## What needs to be done
Write the next part of the numbered list of tips on drinking water, starting after its last item.

1. Drink six to eight 8-ounce glasses of water per day. Pregnant and lactating women and athletes need more. Coffee, tea, and sodas do not count toward your daily water requirement. These drinks act as diuretics and lower the amount of water in your body.
2. A lack of water can significantly decrease work performance. It can also cause constipation, and can increase the risk to kidney problems and urinary tract infections.
3. Don't drink unfiltered tap water. Chlorine is the most dangerous element in most water supplies. It has been implicated in cancer causation, heart disease, and other health problems. Fluoride may also increase cancer risk.
4. Highly sweetened drinks are not absorbed and used by the body as quickly as plain water. Cold water, between 40 to 50 degrees Fahrenheit, is absorbed best.
5. Drink water regularly throughout the day. Don't wait until you are thirsty to replenish your body's water supply.
6. Fresh fruits and vegetables contain a lot of water. People who eat a lot of fresh fruits and vegetables can drink less water.

## Extracted records
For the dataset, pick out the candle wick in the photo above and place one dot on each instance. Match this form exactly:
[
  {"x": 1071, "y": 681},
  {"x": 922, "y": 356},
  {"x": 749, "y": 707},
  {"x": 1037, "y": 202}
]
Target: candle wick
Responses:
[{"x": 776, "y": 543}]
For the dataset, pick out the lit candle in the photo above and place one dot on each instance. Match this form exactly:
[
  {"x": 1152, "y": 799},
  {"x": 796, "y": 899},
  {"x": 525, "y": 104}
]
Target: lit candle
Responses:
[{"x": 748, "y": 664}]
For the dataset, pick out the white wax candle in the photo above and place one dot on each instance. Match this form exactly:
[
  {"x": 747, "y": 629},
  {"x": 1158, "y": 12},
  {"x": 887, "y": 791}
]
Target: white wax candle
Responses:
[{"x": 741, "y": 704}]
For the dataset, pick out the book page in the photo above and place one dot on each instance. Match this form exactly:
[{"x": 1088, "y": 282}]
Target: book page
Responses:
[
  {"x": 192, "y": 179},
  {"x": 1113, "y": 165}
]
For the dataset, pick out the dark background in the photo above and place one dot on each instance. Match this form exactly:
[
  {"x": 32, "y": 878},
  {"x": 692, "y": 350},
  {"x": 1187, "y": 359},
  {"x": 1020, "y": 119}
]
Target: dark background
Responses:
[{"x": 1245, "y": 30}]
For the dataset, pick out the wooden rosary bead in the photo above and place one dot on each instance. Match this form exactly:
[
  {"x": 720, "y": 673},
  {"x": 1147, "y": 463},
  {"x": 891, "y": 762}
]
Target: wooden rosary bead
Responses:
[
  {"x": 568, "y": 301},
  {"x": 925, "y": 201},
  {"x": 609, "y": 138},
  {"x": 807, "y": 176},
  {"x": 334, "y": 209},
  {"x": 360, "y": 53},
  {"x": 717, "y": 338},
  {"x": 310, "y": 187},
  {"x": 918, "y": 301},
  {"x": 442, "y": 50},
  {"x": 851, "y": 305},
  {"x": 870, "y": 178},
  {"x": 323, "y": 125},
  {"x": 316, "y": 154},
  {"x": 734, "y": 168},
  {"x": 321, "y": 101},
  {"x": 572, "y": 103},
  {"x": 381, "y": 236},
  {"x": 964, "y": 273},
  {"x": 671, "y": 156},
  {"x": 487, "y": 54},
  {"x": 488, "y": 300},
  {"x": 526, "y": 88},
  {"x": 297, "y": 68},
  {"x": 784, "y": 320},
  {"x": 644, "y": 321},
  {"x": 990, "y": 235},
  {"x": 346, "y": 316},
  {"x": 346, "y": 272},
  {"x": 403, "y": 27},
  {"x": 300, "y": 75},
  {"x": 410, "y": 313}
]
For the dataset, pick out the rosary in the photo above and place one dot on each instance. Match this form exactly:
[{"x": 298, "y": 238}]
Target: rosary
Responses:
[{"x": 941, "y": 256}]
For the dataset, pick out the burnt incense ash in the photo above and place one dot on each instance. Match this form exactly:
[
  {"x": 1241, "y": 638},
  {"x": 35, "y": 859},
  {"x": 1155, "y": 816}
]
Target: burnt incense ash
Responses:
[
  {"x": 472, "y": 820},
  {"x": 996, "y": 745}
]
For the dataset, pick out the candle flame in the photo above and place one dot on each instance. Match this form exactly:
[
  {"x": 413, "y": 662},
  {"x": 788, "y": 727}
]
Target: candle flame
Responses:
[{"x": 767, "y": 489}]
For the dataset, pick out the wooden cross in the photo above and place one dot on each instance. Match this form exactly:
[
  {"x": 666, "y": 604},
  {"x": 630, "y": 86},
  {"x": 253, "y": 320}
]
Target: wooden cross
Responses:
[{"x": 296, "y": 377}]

## Output
7. Switching to a diet higher in fiber increases your need for water.
8. Athletes should not consume high-fiber foods such as whole grains, whole grain cereals, or apples right before exercise, as high-fiber foods can pull water from the body into the intestinal tract.
9. Older Americans have decreased thirst and need to pay special attention to drinking enough water.
10. Drinking more water does not increase your tendency to bloat. In fact, drinking water will decrease bloating. Salt and sodium-rich foods, imbalanced female hormones, and poor cardiac function are the most common causes for bloating.